Problem requirements: Please reproduce all entries word for word, leaving every image behind.

==*==

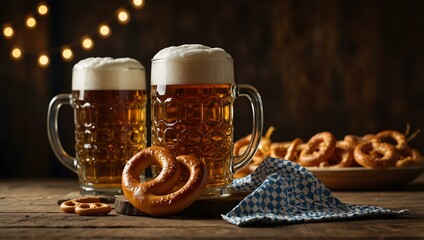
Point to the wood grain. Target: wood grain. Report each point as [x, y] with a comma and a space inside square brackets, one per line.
[28, 209]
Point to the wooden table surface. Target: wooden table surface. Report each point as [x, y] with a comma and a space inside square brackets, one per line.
[28, 209]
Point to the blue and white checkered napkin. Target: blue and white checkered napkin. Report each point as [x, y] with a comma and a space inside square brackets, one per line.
[285, 192]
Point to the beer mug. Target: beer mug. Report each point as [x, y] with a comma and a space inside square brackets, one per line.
[192, 96]
[109, 102]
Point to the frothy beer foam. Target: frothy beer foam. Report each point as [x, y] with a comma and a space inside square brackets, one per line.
[108, 74]
[192, 64]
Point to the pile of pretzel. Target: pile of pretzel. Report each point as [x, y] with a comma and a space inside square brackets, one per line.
[387, 148]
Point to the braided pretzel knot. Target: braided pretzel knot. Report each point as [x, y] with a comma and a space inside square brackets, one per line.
[156, 197]
[87, 206]
[374, 153]
[90, 209]
[319, 148]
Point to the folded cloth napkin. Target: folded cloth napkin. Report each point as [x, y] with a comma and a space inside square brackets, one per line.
[285, 192]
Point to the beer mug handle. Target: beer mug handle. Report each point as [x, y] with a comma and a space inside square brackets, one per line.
[252, 94]
[53, 133]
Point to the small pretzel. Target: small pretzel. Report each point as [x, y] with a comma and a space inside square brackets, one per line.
[292, 151]
[410, 157]
[91, 209]
[353, 139]
[319, 148]
[373, 154]
[156, 197]
[392, 137]
[342, 156]
[279, 149]
[69, 206]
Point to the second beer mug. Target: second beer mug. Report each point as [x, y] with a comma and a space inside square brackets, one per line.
[192, 95]
[109, 101]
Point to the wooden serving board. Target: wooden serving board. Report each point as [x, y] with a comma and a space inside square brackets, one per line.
[209, 208]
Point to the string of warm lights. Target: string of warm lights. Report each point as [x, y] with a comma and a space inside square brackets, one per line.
[86, 41]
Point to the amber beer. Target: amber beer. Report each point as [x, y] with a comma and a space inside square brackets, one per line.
[192, 96]
[109, 101]
[109, 130]
[196, 119]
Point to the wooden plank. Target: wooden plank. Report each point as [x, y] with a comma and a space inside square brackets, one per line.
[28, 209]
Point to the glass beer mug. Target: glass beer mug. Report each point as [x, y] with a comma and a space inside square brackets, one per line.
[192, 95]
[109, 101]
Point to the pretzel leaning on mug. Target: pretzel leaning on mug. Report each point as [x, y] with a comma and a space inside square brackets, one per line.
[158, 196]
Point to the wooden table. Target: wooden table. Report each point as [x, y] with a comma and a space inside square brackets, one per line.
[28, 209]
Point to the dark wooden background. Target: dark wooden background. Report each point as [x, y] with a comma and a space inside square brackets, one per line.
[348, 66]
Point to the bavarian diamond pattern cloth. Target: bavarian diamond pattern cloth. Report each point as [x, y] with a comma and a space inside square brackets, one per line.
[285, 192]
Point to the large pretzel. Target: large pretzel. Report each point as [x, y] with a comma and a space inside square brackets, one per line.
[156, 197]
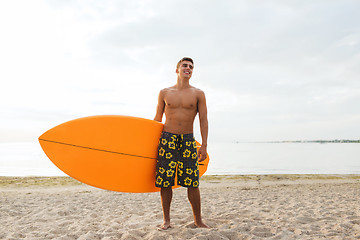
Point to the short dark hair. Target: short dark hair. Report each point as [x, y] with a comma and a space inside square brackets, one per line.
[184, 59]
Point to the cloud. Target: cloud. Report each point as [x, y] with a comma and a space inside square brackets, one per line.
[274, 69]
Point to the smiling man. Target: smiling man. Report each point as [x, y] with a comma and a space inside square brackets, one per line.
[177, 147]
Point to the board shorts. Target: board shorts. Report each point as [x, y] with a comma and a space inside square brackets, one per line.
[177, 156]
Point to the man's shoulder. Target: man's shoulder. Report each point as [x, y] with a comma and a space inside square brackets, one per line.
[198, 91]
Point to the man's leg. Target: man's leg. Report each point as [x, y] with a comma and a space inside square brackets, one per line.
[166, 197]
[194, 198]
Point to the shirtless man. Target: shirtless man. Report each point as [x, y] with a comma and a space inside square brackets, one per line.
[177, 147]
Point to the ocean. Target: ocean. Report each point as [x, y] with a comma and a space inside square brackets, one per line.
[28, 159]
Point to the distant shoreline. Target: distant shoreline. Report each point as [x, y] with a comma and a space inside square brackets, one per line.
[304, 141]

==*==

Solved problem:
Point to the wood grain. Target: wood grain. Report each point as [x, y] with a comma and a space inside square brackets, one per line.
[28, 209]
Point to the wooden table surface. Target: wooden table surface. Report each point as [x, y] with a comma and a space inside square brackets, one per line.
[28, 209]
Point to the blue and white checkered napkin. Target: blue and white checkered napkin. Report each point as [x, y] with a comma and a space inside square brackets, one per line.
[285, 192]
Point to the beer mug. Target: beer mug. Report each point as [x, y] with a comma and a space inside square brackets, one per line.
[192, 96]
[109, 102]
Point to the frothy beer foam. Target: frothy beer foam. Report each point as [x, y] with a comma and a space inside square brackets, one per line.
[108, 74]
[192, 64]
Point to the pile of pretzel. Target: pile of pretzel. Report each point as [x, y] with a comma and a space inside square brackets, one per line.
[387, 148]
Point to the braided pretzel knot. Target: braided pretzel knot. Report each point as [x, y] with a comma and a space inside square brackets, one per line.
[156, 197]
[87, 206]
[374, 153]
[90, 209]
[319, 148]
Point to the folded cloth napkin. Target: folded cloth napkin. Report each point as [x, y] with a comma and a space inside square brackets, one per line.
[285, 192]
Point to the beer mug handle. Target: beer mug handle. Report each point as [x, y] with a comma and a space inside square brackets, one per line.
[252, 94]
[53, 133]
Point to the small pretzel. Target: small pretzel. Report each point as [x, y] with a comma and a space inside square brackets, one per line.
[292, 151]
[410, 157]
[91, 209]
[353, 139]
[319, 148]
[373, 154]
[156, 197]
[392, 137]
[342, 156]
[279, 149]
[69, 206]
Point to the second beer mug. Target: second beer mug. Report each point as [x, y] with a comma and a space inside square brackets, one per line.
[192, 95]
[109, 101]
Point to the wooden serving board. Target: wooden serving board. Report each point as [x, y] with a comma and a space inside square brackets, one per line.
[209, 208]
Point to the string of warm lights. Target: string of warm lights. Report each point as [x, y] with a comma and a space inside square brackets, one per line.
[86, 41]
Point to the amber beer. Target: amber beer. Report each point as [x, y] with a comma and a space inside square brackets, one per line.
[192, 96]
[109, 101]
[109, 130]
[196, 119]
Point to the wooden plank. Target: wooden plank. Report each point as [x, y] with a comma and a space inside square brackets, one per line.
[28, 209]
Point to the glass beer mug. Target: glass beer mug. Report each point as [x, y] with a comma and a space inside square brackets, one per line.
[192, 95]
[109, 101]
Point to the pretzel leaning on mug. Target: pretzel leaning on mug. Report each point as [x, y] with a comma and a space inside square brackets, one per line.
[158, 196]
Point to the wooden table. Target: wooden table. Report each point as [x, y] with a comma and a space inside square brackets, one per line.
[28, 209]
Point to the dark wooden background. Target: dark wooden background. Report each point as [x, y] with a comma and a space inside square brackets, one per line.
[348, 66]
Point to the bavarian diamond pattern cloth. Target: bavarian diamond pattern cloth. Report each point as [x, y] with a comma and a space inside square brackets, one per line.
[285, 192]
Point to the large pretzel. Target: large pretzel. Report each point as [x, y] with a comma and a space inside square brackets, one per line.
[156, 197]
Point to the short dark hair. Target: short dark hair. Report each point as [x, y] with a comma and a space inside square brackets, one per line.
[184, 59]
Point to the cloud. Target: cloud. Report each point as [x, y] with a comma and a space inside square brackets, one per line.
[274, 69]
Point to the smiling man. Target: smiling man. Report each point as [x, y] with a comma and a space inside square brackets, one per line.
[177, 147]
Point to the board shorts. Target: board shorts. Report each point as [x, y] with a comma and a space inside square brackets, one per line.
[177, 156]
Point to the man's shoulder. Target: man's shoulder. Report each point as [x, y] with a comma and a space inside square brackets, one per line.
[198, 91]
Point to the man's leg. Target: man's leg. Report each point as [x, y] with a comma and a space inside square brackets, one per line.
[166, 197]
[194, 198]
Point to the shirtless man. Target: shirtless man. Report each point as [x, y] with a comma and a space inside square brackets, one per line.
[177, 147]
Point to the ocean. Target: ocean. Report each point as [x, y] with a comma and a space inside square brackets, one per line.
[28, 159]
Point to the distant shoreline. Target: distant shoreline. Report each point as [x, y] with a comma and a space inside square brackets, one per line.
[304, 141]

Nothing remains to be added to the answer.